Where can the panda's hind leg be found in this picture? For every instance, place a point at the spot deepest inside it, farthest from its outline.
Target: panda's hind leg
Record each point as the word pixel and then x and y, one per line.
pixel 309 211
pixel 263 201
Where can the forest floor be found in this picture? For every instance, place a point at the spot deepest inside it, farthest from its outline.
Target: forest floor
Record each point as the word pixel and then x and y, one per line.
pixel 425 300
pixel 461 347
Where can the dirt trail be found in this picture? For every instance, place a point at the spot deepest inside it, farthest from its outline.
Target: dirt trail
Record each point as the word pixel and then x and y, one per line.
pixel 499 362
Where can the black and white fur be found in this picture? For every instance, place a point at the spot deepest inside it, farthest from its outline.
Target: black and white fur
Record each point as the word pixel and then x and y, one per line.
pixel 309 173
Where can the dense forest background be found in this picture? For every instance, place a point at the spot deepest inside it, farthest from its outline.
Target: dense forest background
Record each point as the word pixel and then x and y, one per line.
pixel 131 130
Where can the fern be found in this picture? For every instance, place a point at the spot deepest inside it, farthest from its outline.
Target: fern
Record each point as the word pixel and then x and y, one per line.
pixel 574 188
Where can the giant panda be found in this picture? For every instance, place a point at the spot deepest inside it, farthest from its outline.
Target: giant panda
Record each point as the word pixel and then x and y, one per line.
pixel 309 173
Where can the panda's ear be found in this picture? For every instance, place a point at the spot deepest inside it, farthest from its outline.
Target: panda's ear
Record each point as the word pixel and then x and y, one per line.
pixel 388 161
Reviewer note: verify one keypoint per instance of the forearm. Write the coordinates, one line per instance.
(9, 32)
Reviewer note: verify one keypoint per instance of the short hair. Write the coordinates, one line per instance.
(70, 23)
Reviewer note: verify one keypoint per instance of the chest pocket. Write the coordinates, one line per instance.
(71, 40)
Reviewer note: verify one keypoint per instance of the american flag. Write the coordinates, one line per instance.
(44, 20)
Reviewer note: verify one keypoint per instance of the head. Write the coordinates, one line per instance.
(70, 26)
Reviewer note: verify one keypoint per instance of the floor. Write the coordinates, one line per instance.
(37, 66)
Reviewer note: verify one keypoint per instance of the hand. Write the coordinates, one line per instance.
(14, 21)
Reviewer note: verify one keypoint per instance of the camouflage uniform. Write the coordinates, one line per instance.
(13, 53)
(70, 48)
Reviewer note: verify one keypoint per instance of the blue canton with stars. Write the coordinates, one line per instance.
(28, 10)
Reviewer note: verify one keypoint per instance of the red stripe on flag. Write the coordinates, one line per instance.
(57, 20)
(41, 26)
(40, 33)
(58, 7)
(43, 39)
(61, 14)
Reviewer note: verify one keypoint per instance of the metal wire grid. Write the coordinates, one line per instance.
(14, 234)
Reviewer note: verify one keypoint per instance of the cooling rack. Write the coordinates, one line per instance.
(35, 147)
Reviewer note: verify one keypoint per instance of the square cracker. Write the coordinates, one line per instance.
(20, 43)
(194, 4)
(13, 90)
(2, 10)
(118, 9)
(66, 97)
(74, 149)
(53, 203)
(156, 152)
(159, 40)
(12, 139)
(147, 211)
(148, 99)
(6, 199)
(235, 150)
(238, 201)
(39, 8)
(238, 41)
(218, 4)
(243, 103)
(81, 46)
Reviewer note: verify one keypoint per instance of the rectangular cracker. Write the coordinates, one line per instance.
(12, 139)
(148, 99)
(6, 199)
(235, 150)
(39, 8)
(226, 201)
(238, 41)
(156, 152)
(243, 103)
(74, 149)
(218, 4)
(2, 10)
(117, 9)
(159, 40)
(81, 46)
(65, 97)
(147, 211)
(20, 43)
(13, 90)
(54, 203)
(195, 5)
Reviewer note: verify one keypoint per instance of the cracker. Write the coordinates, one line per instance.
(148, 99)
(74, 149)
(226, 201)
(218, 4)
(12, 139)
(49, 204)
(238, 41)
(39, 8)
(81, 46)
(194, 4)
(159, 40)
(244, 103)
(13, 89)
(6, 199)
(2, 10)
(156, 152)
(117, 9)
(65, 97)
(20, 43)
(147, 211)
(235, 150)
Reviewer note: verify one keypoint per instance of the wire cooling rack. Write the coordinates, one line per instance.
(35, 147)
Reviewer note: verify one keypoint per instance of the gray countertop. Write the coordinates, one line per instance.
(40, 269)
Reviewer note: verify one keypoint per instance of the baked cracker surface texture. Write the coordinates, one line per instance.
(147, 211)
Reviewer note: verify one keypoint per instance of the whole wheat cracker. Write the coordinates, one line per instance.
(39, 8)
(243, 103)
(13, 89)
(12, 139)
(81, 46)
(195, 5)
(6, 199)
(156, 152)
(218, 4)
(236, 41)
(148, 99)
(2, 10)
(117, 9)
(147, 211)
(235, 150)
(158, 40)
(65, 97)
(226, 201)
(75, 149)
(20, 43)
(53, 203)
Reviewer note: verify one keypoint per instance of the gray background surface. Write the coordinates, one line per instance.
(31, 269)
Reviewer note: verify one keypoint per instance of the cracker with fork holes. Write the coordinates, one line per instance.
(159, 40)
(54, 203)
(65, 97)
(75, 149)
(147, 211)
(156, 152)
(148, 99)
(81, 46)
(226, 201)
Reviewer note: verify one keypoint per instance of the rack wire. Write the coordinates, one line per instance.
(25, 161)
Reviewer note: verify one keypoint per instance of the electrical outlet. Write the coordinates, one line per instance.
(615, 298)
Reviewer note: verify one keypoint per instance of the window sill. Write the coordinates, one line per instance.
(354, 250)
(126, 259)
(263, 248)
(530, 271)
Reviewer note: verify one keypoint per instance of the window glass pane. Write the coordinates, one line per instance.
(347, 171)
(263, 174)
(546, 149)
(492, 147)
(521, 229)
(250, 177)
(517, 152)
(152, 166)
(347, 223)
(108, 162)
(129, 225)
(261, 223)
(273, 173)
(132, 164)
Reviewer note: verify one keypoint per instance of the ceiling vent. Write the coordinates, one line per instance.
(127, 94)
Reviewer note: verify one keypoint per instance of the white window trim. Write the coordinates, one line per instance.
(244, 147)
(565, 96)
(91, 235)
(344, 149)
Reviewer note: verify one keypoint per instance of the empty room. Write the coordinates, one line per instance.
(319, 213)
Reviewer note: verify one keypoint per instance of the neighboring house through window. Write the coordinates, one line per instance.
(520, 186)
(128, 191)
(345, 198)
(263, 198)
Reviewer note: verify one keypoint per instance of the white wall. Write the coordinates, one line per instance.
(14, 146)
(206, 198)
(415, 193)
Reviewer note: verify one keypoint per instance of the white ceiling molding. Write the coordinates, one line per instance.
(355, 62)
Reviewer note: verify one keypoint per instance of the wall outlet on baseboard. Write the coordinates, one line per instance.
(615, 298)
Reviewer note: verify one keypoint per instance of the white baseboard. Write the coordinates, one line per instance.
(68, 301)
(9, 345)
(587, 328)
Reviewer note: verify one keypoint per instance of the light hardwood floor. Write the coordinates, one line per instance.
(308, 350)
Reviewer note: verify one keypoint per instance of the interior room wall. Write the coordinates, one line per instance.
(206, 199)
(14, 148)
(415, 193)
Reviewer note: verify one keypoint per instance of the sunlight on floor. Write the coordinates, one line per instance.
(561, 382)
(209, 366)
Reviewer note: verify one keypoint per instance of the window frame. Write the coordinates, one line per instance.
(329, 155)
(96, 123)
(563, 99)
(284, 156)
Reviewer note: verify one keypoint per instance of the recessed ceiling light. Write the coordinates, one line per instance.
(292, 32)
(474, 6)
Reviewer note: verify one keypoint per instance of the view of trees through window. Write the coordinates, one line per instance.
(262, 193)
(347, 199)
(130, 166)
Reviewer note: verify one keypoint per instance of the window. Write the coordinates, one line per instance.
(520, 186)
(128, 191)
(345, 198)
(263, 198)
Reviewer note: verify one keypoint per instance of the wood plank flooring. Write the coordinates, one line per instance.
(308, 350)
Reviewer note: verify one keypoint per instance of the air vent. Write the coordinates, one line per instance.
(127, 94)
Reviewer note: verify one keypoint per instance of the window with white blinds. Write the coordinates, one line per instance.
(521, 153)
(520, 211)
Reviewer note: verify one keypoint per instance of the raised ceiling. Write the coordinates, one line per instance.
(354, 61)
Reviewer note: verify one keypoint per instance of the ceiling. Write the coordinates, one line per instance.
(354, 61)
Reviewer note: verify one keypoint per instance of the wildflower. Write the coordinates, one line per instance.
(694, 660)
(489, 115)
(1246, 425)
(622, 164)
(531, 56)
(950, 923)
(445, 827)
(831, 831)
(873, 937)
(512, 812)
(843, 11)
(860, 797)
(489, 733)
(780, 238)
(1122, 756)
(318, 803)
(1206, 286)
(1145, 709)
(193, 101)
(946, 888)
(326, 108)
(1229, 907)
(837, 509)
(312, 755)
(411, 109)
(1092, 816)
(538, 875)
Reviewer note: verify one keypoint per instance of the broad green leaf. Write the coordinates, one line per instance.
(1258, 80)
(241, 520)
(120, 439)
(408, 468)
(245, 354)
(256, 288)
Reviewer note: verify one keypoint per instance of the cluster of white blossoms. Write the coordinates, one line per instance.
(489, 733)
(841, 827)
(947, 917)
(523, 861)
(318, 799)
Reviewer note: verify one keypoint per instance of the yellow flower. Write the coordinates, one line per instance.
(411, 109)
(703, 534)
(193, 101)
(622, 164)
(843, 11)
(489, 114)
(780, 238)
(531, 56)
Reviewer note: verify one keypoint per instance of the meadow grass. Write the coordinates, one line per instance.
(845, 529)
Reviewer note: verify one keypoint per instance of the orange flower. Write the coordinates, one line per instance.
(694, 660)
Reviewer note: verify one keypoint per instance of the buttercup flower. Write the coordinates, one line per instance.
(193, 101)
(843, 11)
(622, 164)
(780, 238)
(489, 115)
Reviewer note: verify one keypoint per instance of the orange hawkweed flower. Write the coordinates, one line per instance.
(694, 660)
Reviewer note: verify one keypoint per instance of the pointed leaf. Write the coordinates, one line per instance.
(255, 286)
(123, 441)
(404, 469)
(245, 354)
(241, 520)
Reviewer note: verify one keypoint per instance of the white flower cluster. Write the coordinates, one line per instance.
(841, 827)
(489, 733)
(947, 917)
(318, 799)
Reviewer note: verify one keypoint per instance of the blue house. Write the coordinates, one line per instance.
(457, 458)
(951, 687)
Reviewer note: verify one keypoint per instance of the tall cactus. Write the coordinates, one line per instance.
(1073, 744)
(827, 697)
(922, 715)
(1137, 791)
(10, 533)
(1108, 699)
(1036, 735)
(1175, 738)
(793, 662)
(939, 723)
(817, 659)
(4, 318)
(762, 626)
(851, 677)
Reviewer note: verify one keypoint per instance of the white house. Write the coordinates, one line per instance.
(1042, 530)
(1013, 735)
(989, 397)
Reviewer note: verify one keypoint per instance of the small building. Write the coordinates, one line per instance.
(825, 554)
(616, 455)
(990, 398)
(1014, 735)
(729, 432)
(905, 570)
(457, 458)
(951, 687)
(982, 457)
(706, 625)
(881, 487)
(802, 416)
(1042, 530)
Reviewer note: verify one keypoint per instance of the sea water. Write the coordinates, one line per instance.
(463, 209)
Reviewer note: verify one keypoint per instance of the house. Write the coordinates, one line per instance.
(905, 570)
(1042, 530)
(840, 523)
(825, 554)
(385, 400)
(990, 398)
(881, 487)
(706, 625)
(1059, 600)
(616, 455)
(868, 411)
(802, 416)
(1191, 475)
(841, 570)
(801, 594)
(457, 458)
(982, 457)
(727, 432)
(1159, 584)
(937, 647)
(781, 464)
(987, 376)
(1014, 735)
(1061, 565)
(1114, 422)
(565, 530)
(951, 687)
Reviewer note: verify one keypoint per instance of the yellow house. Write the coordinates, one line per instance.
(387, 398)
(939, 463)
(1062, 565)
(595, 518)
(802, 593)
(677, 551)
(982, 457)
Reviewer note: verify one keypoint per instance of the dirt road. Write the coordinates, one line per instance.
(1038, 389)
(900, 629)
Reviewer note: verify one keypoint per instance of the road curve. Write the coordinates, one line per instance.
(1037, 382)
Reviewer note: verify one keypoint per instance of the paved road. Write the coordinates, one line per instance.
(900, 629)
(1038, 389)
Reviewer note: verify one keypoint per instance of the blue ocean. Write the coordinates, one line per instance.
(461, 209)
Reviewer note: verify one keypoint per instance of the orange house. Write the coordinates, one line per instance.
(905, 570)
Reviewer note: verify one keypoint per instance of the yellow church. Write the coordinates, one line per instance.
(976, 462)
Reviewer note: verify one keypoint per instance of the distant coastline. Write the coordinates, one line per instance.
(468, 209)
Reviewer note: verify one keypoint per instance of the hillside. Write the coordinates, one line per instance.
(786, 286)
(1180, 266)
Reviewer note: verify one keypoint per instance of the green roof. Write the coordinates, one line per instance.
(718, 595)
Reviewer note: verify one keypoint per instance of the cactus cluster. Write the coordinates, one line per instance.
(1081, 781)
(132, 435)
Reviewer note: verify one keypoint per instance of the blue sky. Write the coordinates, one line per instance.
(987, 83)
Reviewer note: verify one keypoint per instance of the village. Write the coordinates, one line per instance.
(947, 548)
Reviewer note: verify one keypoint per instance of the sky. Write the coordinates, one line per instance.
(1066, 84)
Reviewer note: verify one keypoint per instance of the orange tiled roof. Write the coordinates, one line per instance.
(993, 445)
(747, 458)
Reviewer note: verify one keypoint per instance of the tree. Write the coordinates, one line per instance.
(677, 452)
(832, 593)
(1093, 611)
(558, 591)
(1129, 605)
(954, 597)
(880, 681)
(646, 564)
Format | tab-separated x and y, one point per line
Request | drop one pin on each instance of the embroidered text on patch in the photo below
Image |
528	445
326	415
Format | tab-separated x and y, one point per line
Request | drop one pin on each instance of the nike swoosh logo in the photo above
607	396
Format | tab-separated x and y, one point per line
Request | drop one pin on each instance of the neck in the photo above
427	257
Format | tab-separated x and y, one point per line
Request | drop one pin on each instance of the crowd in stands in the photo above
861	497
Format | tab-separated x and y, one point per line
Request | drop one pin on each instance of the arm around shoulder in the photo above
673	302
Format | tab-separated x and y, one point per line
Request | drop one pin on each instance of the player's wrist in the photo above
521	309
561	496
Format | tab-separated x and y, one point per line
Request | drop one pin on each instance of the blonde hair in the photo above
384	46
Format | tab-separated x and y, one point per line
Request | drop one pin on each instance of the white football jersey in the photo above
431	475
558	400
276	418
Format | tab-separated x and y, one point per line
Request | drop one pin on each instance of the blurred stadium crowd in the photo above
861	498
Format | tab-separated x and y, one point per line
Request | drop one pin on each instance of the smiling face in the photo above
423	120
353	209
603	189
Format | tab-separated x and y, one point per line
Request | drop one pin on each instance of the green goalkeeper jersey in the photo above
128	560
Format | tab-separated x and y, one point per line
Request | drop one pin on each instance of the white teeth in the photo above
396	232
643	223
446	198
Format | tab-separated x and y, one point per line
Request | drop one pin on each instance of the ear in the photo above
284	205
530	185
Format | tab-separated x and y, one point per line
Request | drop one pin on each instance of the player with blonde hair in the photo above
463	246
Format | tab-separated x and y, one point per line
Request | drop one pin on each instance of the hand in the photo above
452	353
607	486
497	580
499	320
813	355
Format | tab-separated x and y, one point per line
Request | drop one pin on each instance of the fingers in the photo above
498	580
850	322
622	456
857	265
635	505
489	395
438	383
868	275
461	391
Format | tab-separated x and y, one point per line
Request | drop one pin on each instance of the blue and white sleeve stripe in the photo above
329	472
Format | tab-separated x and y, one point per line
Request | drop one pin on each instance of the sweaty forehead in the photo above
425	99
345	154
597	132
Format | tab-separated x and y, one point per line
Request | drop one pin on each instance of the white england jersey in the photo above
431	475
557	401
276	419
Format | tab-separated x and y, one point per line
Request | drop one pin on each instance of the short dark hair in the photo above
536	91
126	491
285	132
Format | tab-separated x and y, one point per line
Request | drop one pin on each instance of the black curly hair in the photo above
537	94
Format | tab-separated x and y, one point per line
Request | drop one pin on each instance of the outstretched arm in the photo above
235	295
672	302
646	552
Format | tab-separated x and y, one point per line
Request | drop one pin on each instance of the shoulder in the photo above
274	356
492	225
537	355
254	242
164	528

- Your goal
The lines to return are those in the material above that hold "hind".

- Output below
Where can the panda's hind leg be found in this picture? For every instance, place a point at the spot deepest inside it, farthest from its outline.
Target: panda's hind leg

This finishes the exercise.